§ EXERCISE PROMPT: State how many lines of the material below contain the string "white". Give only the number.

**** DATA FOR PROCESSING

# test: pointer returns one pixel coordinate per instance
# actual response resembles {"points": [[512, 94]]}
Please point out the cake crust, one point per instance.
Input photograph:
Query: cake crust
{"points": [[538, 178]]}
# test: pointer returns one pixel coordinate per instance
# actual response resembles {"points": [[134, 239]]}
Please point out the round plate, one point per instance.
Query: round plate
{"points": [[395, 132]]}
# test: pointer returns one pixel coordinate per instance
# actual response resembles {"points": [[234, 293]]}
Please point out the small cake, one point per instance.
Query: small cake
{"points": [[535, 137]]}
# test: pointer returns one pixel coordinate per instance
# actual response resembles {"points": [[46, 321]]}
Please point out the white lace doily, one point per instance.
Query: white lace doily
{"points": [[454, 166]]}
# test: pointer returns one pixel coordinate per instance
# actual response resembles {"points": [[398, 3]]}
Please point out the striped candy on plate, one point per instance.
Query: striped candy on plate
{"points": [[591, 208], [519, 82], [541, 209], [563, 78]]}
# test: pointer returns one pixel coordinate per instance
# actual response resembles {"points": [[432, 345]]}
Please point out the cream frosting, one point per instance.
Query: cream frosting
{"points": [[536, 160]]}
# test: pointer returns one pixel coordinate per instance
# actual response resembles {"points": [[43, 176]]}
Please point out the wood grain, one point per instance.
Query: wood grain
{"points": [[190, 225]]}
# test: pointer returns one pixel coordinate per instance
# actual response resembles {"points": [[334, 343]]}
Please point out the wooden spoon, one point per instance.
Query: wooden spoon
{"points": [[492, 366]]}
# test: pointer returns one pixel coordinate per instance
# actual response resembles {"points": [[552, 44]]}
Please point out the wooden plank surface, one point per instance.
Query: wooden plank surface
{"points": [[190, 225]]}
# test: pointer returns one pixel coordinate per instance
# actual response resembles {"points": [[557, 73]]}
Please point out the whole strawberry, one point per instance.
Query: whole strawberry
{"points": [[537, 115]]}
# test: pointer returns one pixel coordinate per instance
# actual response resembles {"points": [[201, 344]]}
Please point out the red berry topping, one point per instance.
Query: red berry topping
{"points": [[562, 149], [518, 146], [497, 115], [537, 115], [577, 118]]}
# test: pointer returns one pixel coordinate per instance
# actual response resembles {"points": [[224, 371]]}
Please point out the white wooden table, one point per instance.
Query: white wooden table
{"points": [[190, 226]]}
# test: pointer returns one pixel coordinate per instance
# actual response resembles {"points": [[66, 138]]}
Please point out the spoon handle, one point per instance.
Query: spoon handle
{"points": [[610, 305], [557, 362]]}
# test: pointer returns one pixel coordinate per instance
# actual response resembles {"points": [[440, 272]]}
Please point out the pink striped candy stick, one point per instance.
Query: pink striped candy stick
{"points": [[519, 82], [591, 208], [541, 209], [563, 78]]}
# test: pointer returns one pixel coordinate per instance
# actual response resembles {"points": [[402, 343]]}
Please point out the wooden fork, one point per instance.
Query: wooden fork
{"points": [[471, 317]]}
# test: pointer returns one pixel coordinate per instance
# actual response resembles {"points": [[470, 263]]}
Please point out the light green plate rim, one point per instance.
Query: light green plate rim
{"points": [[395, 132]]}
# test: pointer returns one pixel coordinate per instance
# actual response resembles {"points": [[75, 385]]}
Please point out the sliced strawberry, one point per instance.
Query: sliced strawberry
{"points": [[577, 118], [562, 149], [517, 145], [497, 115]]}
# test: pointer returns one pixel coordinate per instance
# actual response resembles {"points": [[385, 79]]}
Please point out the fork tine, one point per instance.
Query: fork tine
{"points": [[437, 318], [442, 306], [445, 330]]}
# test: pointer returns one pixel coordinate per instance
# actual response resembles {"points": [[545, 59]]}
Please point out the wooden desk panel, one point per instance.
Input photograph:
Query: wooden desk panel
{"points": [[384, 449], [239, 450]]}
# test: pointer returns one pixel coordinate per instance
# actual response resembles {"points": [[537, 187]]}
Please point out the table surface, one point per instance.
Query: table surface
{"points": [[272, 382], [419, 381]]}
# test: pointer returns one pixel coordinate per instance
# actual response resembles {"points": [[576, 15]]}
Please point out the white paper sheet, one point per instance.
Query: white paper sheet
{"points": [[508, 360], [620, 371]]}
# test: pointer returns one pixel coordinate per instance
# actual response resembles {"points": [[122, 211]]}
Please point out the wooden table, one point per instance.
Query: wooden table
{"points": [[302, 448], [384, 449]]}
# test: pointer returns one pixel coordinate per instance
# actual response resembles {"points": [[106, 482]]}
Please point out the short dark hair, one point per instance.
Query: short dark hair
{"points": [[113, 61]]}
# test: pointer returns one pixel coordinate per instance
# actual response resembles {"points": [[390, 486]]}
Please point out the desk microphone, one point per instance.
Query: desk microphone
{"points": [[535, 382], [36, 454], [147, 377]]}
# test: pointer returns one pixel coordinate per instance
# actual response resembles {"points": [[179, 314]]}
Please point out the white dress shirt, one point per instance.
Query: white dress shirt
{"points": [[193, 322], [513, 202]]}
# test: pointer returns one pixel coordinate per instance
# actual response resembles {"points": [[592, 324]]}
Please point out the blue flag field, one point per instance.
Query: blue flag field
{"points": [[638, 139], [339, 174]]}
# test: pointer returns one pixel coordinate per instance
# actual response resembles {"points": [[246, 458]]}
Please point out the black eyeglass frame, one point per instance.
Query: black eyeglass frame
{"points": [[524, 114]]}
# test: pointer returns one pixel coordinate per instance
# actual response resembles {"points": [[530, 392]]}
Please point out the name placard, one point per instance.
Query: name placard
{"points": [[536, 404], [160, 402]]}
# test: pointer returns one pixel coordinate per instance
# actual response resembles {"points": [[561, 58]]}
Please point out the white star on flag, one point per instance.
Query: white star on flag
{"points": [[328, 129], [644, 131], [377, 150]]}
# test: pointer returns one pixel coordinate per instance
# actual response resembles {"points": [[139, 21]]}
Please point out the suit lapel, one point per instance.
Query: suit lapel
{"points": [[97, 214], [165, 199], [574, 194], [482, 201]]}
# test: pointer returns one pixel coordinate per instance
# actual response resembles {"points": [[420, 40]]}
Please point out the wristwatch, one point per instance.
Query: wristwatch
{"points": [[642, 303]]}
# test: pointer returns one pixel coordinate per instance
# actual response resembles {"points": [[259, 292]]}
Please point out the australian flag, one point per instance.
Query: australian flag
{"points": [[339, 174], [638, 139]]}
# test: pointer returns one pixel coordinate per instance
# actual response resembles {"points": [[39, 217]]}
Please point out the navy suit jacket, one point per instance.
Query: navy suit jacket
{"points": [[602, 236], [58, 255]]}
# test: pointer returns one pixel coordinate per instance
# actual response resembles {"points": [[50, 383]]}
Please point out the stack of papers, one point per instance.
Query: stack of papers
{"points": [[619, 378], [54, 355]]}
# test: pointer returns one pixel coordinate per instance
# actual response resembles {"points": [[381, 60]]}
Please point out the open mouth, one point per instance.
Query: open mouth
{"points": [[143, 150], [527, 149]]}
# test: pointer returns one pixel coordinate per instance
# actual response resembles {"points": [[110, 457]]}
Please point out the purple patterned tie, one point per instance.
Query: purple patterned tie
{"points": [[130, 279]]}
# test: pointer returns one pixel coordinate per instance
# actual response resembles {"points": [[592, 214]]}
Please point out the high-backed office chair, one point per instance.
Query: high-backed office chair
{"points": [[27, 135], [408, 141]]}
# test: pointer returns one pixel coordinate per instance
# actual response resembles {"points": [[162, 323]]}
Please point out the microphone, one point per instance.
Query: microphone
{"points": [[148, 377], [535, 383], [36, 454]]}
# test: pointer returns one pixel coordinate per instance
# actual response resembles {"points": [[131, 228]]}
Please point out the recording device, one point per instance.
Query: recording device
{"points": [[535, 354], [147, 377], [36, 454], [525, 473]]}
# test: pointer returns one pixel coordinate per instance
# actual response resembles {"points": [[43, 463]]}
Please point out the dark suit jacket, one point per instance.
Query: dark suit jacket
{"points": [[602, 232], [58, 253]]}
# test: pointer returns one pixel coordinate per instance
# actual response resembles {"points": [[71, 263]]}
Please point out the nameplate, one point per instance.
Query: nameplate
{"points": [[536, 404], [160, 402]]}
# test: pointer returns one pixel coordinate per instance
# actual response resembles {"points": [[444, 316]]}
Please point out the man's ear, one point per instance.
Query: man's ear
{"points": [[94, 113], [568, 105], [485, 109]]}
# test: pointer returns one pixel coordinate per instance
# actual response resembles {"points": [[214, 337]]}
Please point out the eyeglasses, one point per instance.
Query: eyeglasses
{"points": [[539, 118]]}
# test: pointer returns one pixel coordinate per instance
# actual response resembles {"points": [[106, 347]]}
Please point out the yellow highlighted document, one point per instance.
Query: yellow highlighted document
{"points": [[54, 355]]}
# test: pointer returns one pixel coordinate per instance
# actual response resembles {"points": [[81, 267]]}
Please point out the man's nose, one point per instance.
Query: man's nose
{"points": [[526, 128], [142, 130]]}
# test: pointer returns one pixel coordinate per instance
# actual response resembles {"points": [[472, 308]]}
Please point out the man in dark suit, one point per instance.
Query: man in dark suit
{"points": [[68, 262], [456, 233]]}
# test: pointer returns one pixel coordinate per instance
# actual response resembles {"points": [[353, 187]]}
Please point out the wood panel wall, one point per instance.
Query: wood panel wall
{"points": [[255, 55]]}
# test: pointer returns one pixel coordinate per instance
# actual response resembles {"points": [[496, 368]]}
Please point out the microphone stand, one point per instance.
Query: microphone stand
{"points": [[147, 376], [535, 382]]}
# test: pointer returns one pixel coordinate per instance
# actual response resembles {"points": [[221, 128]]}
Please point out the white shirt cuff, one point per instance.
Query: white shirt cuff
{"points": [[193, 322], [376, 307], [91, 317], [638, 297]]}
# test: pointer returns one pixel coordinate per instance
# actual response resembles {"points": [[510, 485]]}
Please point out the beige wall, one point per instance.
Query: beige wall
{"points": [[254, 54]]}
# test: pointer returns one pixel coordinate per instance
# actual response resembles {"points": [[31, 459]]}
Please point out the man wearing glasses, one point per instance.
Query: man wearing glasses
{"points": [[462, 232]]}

********

§ SOLUTION FOR THIS PROBLEM: 12